◆ **EXERCISE GOAL**:
In the material, begin at the line that has "Practice: locate the man's bald" and stop after the line that has "pixel 493 69". Change "goal post" to "goalpost" in those lines, write them out again with nothing else altered, and give only those lines.

◆ **MATERIAL FOR THIS TASK**:
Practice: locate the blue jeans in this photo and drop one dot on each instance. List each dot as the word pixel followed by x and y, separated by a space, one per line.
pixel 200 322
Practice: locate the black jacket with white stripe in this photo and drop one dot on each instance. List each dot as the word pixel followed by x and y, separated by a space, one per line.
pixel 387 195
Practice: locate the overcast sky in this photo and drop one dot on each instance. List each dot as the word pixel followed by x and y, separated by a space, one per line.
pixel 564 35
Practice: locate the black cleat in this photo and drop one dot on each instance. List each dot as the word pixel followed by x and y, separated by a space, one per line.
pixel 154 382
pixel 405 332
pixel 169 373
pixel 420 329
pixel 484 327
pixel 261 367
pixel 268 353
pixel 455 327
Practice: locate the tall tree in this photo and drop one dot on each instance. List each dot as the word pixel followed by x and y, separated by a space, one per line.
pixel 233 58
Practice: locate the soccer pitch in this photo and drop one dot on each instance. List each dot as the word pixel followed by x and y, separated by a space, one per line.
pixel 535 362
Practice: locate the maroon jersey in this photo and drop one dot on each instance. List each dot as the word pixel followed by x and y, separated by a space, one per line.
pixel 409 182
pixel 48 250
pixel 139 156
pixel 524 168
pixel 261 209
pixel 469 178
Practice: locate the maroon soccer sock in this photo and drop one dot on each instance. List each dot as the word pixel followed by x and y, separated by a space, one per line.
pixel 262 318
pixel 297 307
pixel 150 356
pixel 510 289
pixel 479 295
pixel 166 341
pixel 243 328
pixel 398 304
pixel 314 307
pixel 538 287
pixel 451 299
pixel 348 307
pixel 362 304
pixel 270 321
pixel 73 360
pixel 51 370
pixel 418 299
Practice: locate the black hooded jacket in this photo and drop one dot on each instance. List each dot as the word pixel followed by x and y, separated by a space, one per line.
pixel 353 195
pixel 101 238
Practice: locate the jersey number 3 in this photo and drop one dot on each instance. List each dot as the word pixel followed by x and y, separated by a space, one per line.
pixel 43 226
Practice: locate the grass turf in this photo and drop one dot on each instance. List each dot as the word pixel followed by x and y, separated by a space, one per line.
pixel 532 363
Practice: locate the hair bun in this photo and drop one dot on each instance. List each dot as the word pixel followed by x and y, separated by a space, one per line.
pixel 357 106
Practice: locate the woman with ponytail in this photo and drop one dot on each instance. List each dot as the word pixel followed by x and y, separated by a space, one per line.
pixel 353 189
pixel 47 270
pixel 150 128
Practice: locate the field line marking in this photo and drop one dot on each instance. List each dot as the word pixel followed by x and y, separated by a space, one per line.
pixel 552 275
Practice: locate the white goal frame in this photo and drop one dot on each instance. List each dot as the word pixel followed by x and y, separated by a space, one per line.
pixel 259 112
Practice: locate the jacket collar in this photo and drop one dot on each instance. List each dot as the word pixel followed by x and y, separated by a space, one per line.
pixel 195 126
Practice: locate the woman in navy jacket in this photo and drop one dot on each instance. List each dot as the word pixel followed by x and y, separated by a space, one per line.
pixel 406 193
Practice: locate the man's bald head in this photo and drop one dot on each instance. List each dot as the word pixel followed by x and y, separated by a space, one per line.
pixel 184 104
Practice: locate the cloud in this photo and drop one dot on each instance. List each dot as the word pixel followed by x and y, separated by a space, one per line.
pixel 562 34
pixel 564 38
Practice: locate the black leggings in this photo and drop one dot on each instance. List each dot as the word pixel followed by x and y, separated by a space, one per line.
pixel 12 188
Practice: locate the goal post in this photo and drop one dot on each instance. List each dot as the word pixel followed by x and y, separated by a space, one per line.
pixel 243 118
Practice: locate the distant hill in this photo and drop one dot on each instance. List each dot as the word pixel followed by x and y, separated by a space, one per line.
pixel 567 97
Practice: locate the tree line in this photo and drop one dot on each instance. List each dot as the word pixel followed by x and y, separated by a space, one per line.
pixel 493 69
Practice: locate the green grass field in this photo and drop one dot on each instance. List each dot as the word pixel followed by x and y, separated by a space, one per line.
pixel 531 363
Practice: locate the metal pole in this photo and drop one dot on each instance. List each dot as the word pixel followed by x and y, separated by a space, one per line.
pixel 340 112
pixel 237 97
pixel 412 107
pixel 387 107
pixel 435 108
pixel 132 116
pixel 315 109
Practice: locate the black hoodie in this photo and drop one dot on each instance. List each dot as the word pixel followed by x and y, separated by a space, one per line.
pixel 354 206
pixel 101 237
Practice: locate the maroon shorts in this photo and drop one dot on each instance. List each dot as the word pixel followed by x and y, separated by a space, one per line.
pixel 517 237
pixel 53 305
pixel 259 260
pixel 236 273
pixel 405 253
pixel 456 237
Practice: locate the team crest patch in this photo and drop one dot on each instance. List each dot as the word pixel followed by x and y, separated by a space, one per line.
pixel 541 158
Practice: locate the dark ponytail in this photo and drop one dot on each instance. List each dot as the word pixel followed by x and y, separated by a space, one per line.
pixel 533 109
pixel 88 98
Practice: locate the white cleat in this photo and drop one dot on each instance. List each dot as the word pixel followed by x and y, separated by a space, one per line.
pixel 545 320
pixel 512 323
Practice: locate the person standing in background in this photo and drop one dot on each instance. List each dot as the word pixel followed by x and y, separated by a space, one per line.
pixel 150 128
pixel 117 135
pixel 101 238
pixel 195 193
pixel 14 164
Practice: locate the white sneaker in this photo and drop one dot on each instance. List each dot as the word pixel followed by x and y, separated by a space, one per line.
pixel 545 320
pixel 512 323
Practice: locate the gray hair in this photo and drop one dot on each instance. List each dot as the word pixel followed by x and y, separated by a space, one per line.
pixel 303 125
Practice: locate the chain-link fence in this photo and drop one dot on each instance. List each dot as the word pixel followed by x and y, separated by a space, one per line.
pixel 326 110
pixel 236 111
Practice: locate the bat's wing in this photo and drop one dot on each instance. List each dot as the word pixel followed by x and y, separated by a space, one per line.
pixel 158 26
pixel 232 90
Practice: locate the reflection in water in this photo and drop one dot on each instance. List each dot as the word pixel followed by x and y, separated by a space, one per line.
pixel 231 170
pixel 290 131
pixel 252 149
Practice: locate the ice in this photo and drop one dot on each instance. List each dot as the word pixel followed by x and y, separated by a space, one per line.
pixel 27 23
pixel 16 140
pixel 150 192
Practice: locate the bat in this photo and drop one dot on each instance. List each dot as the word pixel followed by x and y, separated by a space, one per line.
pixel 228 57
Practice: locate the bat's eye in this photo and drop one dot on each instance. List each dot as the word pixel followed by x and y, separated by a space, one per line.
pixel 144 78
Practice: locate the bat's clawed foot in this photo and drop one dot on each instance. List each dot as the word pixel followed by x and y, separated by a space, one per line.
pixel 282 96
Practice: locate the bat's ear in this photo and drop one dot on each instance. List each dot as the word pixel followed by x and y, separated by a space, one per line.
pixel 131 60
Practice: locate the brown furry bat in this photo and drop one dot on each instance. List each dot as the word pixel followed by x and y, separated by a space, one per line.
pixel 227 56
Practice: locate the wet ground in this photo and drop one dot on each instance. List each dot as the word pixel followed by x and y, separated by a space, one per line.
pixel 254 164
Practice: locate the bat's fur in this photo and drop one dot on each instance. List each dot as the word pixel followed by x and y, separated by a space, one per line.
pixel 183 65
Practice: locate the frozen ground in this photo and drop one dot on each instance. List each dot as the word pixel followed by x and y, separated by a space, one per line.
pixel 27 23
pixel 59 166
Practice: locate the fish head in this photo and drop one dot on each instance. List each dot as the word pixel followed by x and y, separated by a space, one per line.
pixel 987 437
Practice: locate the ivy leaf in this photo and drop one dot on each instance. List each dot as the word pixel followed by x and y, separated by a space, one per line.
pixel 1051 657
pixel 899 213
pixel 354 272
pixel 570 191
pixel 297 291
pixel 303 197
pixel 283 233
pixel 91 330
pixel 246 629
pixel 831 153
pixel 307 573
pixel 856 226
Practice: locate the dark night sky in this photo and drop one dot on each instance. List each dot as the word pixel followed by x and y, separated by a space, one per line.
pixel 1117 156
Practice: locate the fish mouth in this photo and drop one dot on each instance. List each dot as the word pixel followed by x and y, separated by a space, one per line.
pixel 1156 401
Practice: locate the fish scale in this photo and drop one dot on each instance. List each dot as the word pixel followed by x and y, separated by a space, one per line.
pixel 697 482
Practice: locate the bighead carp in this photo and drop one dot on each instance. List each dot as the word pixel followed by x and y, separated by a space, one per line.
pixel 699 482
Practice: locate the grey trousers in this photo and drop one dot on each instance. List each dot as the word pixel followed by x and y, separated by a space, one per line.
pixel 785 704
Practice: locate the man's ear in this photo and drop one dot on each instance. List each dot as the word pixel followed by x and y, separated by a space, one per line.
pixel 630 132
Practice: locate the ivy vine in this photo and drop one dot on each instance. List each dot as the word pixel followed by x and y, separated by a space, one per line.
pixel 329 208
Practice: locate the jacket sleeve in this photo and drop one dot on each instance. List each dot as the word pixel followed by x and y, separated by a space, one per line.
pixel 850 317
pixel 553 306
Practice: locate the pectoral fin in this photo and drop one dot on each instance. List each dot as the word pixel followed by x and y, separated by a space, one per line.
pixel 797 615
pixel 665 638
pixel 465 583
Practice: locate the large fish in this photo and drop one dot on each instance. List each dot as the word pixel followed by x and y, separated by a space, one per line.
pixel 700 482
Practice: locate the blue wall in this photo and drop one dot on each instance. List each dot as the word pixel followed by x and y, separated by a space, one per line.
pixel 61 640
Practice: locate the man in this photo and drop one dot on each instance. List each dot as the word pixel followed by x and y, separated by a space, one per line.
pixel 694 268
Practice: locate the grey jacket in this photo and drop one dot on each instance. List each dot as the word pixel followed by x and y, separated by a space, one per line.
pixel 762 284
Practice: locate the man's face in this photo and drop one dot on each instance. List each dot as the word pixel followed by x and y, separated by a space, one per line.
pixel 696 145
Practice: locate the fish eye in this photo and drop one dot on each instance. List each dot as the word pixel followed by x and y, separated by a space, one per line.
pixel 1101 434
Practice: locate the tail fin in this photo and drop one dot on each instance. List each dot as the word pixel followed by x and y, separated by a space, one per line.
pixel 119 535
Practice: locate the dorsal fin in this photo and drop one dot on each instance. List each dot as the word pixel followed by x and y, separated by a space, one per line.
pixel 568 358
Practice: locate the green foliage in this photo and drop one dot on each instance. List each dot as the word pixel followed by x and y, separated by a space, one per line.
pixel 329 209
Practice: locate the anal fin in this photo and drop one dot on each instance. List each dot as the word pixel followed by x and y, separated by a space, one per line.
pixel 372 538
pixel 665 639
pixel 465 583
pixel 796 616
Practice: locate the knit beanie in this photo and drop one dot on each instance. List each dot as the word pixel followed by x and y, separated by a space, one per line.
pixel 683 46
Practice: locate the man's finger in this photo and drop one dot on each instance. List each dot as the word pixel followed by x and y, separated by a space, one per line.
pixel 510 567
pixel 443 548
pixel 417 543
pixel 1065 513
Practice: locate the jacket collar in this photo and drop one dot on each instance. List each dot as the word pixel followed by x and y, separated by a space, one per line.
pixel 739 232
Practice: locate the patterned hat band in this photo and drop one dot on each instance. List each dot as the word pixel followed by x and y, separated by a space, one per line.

◆ **ANSWER FOR THE TASK**:
Practice: locate the man's bald head in this photo and drop one dot on each instance. List each dot as the word pixel followed by x and y, separated by a space, one per line.
pixel 184 104
Practice: locate the cloud in this photo and drop one dot on each instance. List each dot as the word pixel followed by x and y, separated by a space, one per line.
pixel 562 34
pixel 564 38
Practice: locate the black leggings in this photo and drop one dot on each instance. List each dot as the word pixel followed by x and y, separated by a space, one per line.
pixel 12 188
Practice: locate the goalpost in this photo and drop one dot on each instance. List each dot as the word pixel followed by x and y, separated by a space, one per line.
pixel 243 118
Practice: locate the distant hill in this photo and drop one dot on each instance. List each dot as the word pixel followed by x and y, separated by a space, one per line.
pixel 567 97
Practice: locate the tree line in this photo and drop one dot on each instance. List each dot as the word pixel followed by x and y, separated by a space, one per line.
pixel 493 69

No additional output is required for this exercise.